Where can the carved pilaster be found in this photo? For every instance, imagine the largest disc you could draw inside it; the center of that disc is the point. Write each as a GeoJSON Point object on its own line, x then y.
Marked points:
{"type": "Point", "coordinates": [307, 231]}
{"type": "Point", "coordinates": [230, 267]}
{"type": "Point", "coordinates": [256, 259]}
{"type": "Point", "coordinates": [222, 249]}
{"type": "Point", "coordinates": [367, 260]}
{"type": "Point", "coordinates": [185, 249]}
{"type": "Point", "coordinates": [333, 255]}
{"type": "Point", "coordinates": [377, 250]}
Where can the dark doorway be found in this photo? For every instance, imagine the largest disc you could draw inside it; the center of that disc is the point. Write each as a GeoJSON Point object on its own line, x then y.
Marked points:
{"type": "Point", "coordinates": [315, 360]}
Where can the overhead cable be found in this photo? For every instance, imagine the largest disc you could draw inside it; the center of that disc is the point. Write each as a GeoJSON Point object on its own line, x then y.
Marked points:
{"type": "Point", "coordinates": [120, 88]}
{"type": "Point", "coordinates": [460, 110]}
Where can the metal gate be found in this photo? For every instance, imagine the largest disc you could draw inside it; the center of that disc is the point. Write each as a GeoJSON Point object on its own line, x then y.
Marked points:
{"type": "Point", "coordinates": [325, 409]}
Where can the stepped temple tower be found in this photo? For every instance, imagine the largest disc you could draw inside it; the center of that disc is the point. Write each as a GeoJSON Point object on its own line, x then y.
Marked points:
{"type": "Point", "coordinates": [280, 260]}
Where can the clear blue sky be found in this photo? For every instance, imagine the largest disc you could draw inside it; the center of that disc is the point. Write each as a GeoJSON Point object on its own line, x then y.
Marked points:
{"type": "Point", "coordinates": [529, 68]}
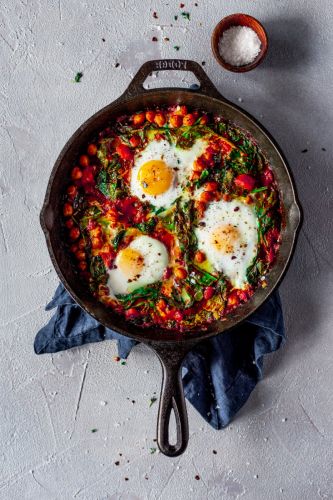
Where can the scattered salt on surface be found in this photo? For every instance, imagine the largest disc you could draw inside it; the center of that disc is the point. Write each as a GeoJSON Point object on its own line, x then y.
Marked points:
{"type": "Point", "coordinates": [239, 45]}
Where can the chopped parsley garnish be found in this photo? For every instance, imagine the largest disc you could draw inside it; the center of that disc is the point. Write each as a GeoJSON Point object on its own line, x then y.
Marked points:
{"type": "Point", "coordinates": [78, 76]}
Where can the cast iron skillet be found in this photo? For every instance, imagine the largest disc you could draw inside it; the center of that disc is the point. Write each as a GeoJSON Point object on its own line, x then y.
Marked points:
{"type": "Point", "coordinates": [170, 347]}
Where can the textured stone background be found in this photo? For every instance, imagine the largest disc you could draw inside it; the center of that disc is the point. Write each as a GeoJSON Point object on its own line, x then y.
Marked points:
{"type": "Point", "coordinates": [280, 444]}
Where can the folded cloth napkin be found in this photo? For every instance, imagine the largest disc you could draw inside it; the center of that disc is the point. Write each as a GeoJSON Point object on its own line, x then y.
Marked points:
{"type": "Point", "coordinates": [218, 375]}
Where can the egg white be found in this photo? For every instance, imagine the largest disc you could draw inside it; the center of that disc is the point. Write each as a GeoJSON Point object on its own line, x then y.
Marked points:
{"type": "Point", "coordinates": [245, 249]}
{"type": "Point", "coordinates": [179, 160]}
{"type": "Point", "coordinates": [156, 259]}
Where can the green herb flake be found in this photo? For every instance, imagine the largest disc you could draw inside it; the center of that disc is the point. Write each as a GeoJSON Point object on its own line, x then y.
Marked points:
{"type": "Point", "coordinates": [186, 15]}
{"type": "Point", "coordinates": [258, 190]}
{"type": "Point", "coordinates": [78, 76]}
{"type": "Point", "coordinates": [152, 401]}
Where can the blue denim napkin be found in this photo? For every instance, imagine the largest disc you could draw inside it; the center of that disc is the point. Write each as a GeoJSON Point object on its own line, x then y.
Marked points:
{"type": "Point", "coordinates": [218, 375]}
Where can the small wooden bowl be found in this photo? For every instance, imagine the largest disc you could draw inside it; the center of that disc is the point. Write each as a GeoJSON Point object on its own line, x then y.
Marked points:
{"type": "Point", "coordinates": [239, 20]}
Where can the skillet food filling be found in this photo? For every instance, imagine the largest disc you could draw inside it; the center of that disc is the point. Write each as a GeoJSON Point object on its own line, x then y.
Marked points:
{"type": "Point", "coordinates": [172, 217]}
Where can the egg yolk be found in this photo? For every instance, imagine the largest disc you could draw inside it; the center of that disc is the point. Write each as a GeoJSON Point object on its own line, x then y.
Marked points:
{"type": "Point", "coordinates": [130, 262]}
{"type": "Point", "coordinates": [224, 238]}
{"type": "Point", "coordinates": [155, 177]}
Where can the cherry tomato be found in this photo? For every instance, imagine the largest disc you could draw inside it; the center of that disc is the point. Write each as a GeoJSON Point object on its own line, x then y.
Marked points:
{"type": "Point", "coordinates": [67, 210]}
{"type": "Point", "coordinates": [150, 115]}
{"type": "Point", "coordinates": [84, 160]}
{"type": "Point", "coordinates": [124, 152]}
{"type": "Point", "coordinates": [267, 177]}
{"type": "Point", "coordinates": [188, 119]}
{"type": "Point", "coordinates": [200, 256]}
{"type": "Point", "coordinates": [72, 191]}
{"type": "Point", "coordinates": [209, 292]}
{"type": "Point", "coordinates": [82, 265]}
{"type": "Point", "coordinates": [167, 273]}
{"type": "Point", "coordinates": [139, 119]}
{"type": "Point", "coordinates": [211, 186]}
{"type": "Point", "coordinates": [180, 273]}
{"type": "Point", "coordinates": [176, 121]}
{"type": "Point", "coordinates": [245, 181]}
{"type": "Point", "coordinates": [203, 120]}
{"type": "Point", "coordinates": [92, 149]}
{"type": "Point", "coordinates": [76, 173]}
{"type": "Point", "coordinates": [132, 313]}
{"type": "Point", "coordinates": [181, 110]}
{"type": "Point", "coordinates": [74, 233]}
{"type": "Point", "coordinates": [160, 119]}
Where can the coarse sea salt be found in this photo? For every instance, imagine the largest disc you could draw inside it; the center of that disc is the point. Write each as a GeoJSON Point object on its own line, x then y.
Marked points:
{"type": "Point", "coordinates": [239, 45]}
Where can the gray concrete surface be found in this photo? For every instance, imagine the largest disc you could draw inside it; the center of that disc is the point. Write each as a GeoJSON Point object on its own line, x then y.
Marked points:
{"type": "Point", "coordinates": [280, 444]}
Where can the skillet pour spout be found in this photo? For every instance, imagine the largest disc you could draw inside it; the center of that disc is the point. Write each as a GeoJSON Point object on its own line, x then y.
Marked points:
{"type": "Point", "coordinates": [170, 346]}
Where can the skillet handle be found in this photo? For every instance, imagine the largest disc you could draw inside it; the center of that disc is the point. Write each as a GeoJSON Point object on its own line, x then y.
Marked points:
{"type": "Point", "coordinates": [136, 86]}
{"type": "Point", "coordinates": [172, 398]}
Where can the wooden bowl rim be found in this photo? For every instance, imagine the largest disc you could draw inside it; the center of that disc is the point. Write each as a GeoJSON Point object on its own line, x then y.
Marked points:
{"type": "Point", "coordinates": [236, 20]}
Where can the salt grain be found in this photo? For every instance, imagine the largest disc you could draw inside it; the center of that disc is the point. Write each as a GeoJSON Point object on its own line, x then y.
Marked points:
{"type": "Point", "coordinates": [239, 45]}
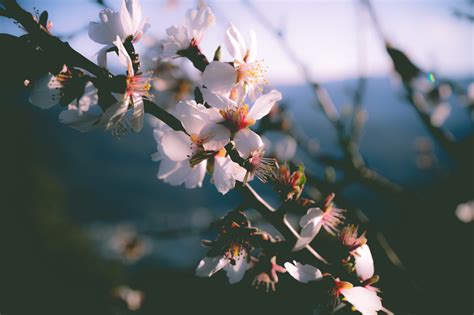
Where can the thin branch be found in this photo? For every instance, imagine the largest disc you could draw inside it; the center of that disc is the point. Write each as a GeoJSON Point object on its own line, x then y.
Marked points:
{"type": "Point", "coordinates": [355, 164]}
{"type": "Point", "coordinates": [399, 59]}
{"type": "Point", "coordinates": [56, 47]}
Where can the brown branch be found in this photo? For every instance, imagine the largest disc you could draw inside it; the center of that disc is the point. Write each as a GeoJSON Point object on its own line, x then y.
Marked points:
{"type": "Point", "coordinates": [54, 46]}
{"type": "Point", "coordinates": [355, 164]}
{"type": "Point", "coordinates": [402, 65]}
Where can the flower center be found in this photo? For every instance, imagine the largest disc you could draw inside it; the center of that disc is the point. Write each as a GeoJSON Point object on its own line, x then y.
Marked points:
{"type": "Point", "coordinates": [236, 117]}
{"type": "Point", "coordinates": [260, 166]}
{"type": "Point", "coordinates": [138, 85]}
{"type": "Point", "coordinates": [251, 74]}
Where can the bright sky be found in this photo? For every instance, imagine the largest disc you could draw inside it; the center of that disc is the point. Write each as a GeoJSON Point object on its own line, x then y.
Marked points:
{"type": "Point", "coordinates": [328, 36]}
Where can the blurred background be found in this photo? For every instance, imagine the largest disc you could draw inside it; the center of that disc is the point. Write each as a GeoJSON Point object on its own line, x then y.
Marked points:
{"type": "Point", "coordinates": [87, 228]}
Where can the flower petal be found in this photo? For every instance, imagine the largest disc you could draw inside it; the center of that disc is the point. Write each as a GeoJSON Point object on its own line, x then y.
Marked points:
{"type": "Point", "coordinates": [210, 265]}
{"type": "Point", "coordinates": [311, 225]}
{"type": "Point", "coordinates": [126, 18]}
{"type": "Point", "coordinates": [196, 175]}
{"type": "Point", "coordinates": [176, 145]}
{"type": "Point", "coordinates": [235, 44]}
{"type": "Point", "coordinates": [364, 300]}
{"type": "Point", "coordinates": [223, 174]}
{"type": "Point", "coordinates": [236, 272]}
{"type": "Point", "coordinates": [303, 273]}
{"type": "Point", "coordinates": [219, 76]}
{"type": "Point", "coordinates": [264, 104]}
{"type": "Point", "coordinates": [124, 58]}
{"type": "Point", "coordinates": [138, 112]}
{"type": "Point", "coordinates": [246, 142]}
{"type": "Point", "coordinates": [216, 137]}
{"type": "Point", "coordinates": [191, 115]}
{"type": "Point", "coordinates": [44, 94]}
{"type": "Point", "coordinates": [217, 100]}
{"type": "Point", "coordinates": [364, 263]}
{"type": "Point", "coordinates": [285, 148]}
{"type": "Point", "coordinates": [252, 52]}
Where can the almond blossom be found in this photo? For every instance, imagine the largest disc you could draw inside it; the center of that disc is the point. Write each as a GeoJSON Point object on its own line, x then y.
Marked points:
{"type": "Point", "coordinates": [244, 77]}
{"type": "Point", "coordinates": [315, 219]}
{"type": "Point", "coordinates": [237, 118]}
{"type": "Point", "coordinates": [303, 273]}
{"type": "Point", "coordinates": [137, 87]}
{"type": "Point", "coordinates": [267, 273]}
{"type": "Point", "coordinates": [359, 250]}
{"type": "Point", "coordinates": [86, 114]}
{"type": "Point", "coordinates": [129, 22]}
{"type": "Point", "coordinates": [53, 89]}
{"type": "Point", "coordinates": [364, 300]}
{"type": "Point", "coordinates": [184, 156]}
{"type": "Point", "coordinates": [189, 33]}
{"type": "Point", "coordinates": [231, 251]}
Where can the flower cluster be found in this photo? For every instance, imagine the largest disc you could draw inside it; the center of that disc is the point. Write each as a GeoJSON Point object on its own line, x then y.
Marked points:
{"type": "Point", "coordinates": [212, 133]}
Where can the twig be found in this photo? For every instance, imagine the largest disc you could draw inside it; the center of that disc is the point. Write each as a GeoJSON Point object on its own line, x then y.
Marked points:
{"type": "Point", "coordinates": [354, 162]}
{"type": "Point", "coordinates": [59, 49]}
{"type": "Point", "coordinates": [444, 138]}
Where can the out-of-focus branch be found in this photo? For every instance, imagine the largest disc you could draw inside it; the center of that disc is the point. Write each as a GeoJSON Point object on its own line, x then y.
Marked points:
{"type": "Point", "coordinates": [354, 162]}
{"type": "Point", "coordinates": [61, 50]}
{"type": "Point", "coordinates": [409, 71]}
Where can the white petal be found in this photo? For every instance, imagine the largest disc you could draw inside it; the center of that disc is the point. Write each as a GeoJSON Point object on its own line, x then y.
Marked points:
{"type": "Point", "coordinates": [114, 114]}
{"type": "Point", "coordinates": [285, 148]}
{"type": "Point", "coordinates": [364, 263]}
{"type": "Point", "coordinates": [191, 116]}
{"type": "Point", "coordinates": [236, 272]}
{"type": "Point", "coordinates": [217, 100]}
{"type": "Point", "coordinates": [303, 273]}
{"type": "Point", "coordinates": [219, 76]}
{"type": "Point", "coordinates": [223, 175]}
{"type": "Point", "coordinates": [210, 265]}
{"type": "Point", "coordinates": [43, 94]}
{"type": "Point", "coordinates": [216, 135]}
{"type": "Point", "coordinates": [167, 167]}
{"type": "Point", "coordinates": [107, 29]}
{"type": "Point", "coordinates": [178, 175]}
{"type": "Point", "coordinates": [102, 57]}
{"type": "Point", "coordinates": [196, 175]}
{"type": "Point", "coordinates": [252, 52]}
{"type": "Point", "coordinates": [100, 33]}
{"type": "Point", "coordinates": [138, 112]}
{"type": "Point", "coordinates": [311, 225]}
{"type": "Point", "coordinates": [264, 104]}
{"type": "Point", "coordinates": [135, 11]}
{"type": "Point", "coordinates": [364, 300]}
{"type": "Point", "coordinates": [176, 145]}
{"type": "Point", "coordinates": [126, 19]}
{"type": "Point", "coordinates": [246, 142]}
{"type": "Point", "coordinates": [124, 58]}
{"type": "Point", "coordinates": [235, 44]}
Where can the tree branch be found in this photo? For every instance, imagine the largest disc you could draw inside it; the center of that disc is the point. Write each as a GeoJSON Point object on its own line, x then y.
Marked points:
{"type": "Point", "coordinates": [64, 52]}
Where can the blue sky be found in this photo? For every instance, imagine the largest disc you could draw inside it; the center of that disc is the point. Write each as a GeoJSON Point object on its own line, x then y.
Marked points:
{"type": "Point", "coordinates": [329, 36]}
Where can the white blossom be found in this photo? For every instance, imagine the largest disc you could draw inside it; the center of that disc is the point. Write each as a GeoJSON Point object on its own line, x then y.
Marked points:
{"type": "Point", "coordinates": [315, 219]}
{"type": "Point", "coordinates": [303, 273]}
{"type": "Point", "coordinates": [184, 157]}
{"type": "Point", "coordinates": [189, 33]}
{"type": "Point", "coordinates": [245, 77]}
{"type": "Point", "coordinates": [210, 265]}
{"type": "Point", "coordinates": [128, 22]}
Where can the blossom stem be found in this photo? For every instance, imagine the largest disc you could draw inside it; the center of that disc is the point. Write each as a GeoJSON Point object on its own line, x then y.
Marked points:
{"type": "Point", "coordinates": [63, 52]}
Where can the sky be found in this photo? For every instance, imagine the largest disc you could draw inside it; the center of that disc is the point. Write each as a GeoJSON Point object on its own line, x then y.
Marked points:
{"type": "Point", "coordinates": [335, 39]}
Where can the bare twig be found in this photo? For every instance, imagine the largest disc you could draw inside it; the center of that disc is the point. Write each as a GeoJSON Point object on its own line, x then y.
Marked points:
{"type": "Point", "coordinates": [354, 162]}
{"type": "Point", "coordinates": [59, 49]}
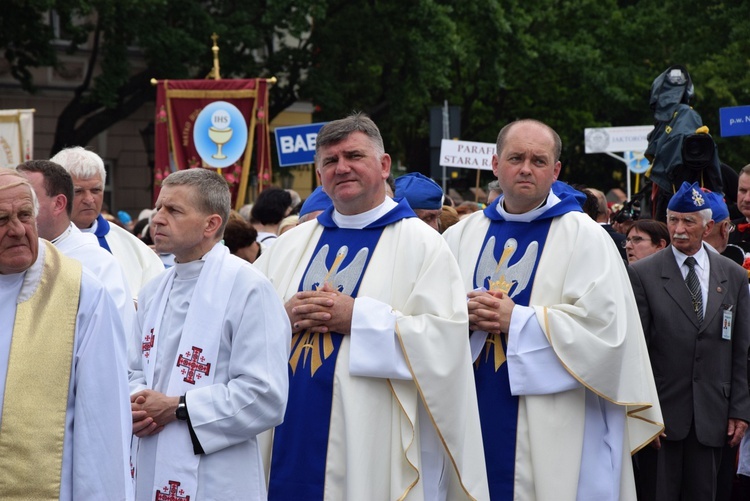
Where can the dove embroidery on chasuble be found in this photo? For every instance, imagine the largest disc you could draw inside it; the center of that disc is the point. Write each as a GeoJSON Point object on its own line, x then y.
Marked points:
{"type": "Point", "coordinates": [507, 262]}
{"type": "Point", "coordinates": [298, 461]}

****

Begin with the line that contains "Where can the sky" and repeat every line through the end of the data, exactly and only those lines, leaving out the pictures.

Solution =
Where can the sky be found in this photo? For every instance, imagine the largest disc you could draw inside it; the center of that disc is the point. Write each as a GeoJSON Point object on its own line, x then y.
Marked points:
{"type": "Point", "coordinates": [335, 39]}
Where can the bare twig be found in this photo? For every instance, imagine the largest disc you could draw inside it; the center of that disc is the point. Write each as a GeoJSON Point object on its own line, x then y.
Marked points:
{"type": "Point", "coordinates": [354, 162]}
{"type": "Point", "coordinates": [59, 49]}
Where can the dove embroidery on chasuble be found in this photo? For every instance, imagine the largest disc you could draw inside it; the center of that disc is the point. Write each as a GeoJSON Point object on its own line, x then y.
Marked points:
{"type": "Point", "coordinates": [507, 262]}
{"type": "Point", "coordinates": [298, 461]}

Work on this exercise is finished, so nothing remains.